## WHAT THE EXERCISE ASKS
Please output the part of the book review that runs between "The more Louise" and "believe or trust.", inclusive, copied word for word.

## EXCERPTED PASSAGE
———

Sad and Scary Fiction
Thursday, August 7th, 2008Kennedy’s Brain by Henning Mankell
Released last September in English, this is a novel by the Swedish author Henning Mankell, famous for the Kurt Wallander mysteries. It is always interesting to me to read books from other perspectives than normal. It is a fascinating book, but very, very sad. I’d still recommend, though, as it lingers in your brain after you’ve finished the story, which is always a good sign.
The main character, Louise Cantor, is a Swedish archaeologist working on a dig in Argolis, Greece, has made a career putting together pieces of the past, often quite literally from shards of pottery and bone. Satisfied in her work, long-divorced and content with staying that way, her world is turned inside out when she, travelling for a conference back in Sweden, discovers the body of her 25-year-old only child, son Henrik, dead of no apparent cause in his apartment. The police rule it a suicide, but Louise is convinced it is not.
In trying to understand Henrik’s death, and his life, she begins reading papers in his apartment, and starts to try to piece together events, like her work in archeology has trained her to do. More and more layers of complexity appear, and she travels to Spain, and to Africa, retracing Henrik’s journeys and meeting people who knew him, trying to find answers. The title of the book comes from some of Henrik’s papers, concerning the disappearance of JFK’s brain after the autopsy, and the mystery surrounding it, which puzzles Louise, as she had no idea he had any interest in the American president. She even contacts her ex-husband, who intentionally disappeared years before, but kept in touch with their son.
The more Louise digs, the more complex, and sinister things get. The story involves AIDS, unethical medical experimentation and personal and political tragedies, the realities of life in rural and desperately poor Africa, and the growing suspicion that Henrik was murdered for the work he was doing that was about to combat some of the horrors he had seen. It is a sad book, beginning with a death, and more and more people die as Louise pursues her relentless quest to understand her only child’s death and life. It might be depressing in someone else’s hands, but Mankell keeps his main character interesting enough, and the plot just complicated enough to keep you guessing even beyond the last page. The people she encounters are also multi-layered and deeply drawn, and like Louise, you get the feeling you just don’t know who to believe or trust.
This is not a book for the squeamish, by the way. There is plenty of illness, disease, and blood to turn anyone’s stomach, and enough moral ambiguities to make anyone think. But I do recommend it, especially if you are a fan of mysteries and like figuring things out.

———

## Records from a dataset
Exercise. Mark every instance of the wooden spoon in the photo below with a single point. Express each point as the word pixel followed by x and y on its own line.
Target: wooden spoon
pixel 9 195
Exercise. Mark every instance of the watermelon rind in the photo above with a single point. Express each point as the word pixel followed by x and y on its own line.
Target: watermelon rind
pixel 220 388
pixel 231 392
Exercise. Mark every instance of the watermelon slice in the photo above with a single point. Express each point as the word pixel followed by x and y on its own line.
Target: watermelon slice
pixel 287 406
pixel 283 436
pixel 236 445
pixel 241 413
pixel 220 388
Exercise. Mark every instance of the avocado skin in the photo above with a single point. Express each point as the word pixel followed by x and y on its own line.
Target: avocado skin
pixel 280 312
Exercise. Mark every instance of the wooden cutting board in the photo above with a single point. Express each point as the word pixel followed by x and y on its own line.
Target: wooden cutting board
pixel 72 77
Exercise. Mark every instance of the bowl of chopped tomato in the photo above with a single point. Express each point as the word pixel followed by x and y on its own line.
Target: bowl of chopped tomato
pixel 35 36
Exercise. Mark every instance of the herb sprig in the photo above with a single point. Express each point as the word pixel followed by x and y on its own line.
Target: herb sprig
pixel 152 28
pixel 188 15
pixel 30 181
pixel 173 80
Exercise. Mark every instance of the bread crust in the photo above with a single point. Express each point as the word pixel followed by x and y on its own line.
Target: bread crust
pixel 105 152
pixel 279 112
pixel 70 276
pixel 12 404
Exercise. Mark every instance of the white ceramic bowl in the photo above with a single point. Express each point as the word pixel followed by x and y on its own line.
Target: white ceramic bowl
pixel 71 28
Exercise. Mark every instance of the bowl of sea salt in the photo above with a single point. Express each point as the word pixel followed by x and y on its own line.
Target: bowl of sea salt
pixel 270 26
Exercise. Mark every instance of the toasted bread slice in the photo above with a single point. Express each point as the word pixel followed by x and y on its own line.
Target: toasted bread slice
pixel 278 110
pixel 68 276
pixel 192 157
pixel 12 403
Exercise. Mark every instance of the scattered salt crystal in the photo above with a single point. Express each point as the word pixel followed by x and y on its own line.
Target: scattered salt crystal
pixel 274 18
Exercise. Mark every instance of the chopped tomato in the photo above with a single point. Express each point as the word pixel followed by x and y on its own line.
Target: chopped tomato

———

## RESULT OF THE EXERCISE
The more Louise digs, the more complex, and sinister things get. The story involves AIDS, unethical medical experimentation and personal and political tragedies, the realities of life in rural and desperately poor Africa, and the growing suspicion that Henrik was murdered for the work he was doing that was about to combat some of the horrors he had seen. It is a sad book, beginning with a death, and more and more people die as Louise pursues her relentless quest to understand her only child’s death and life. It might be depressing in someone else’s hands, but Mankell keeps his main character interesting enough, and the plot just complicated enough to keep you guessing even beyond the last page. The people she encounters are also multi-layered and deeply drawn, and like Louise, you get the feeling you just don’t know who to believe or trust.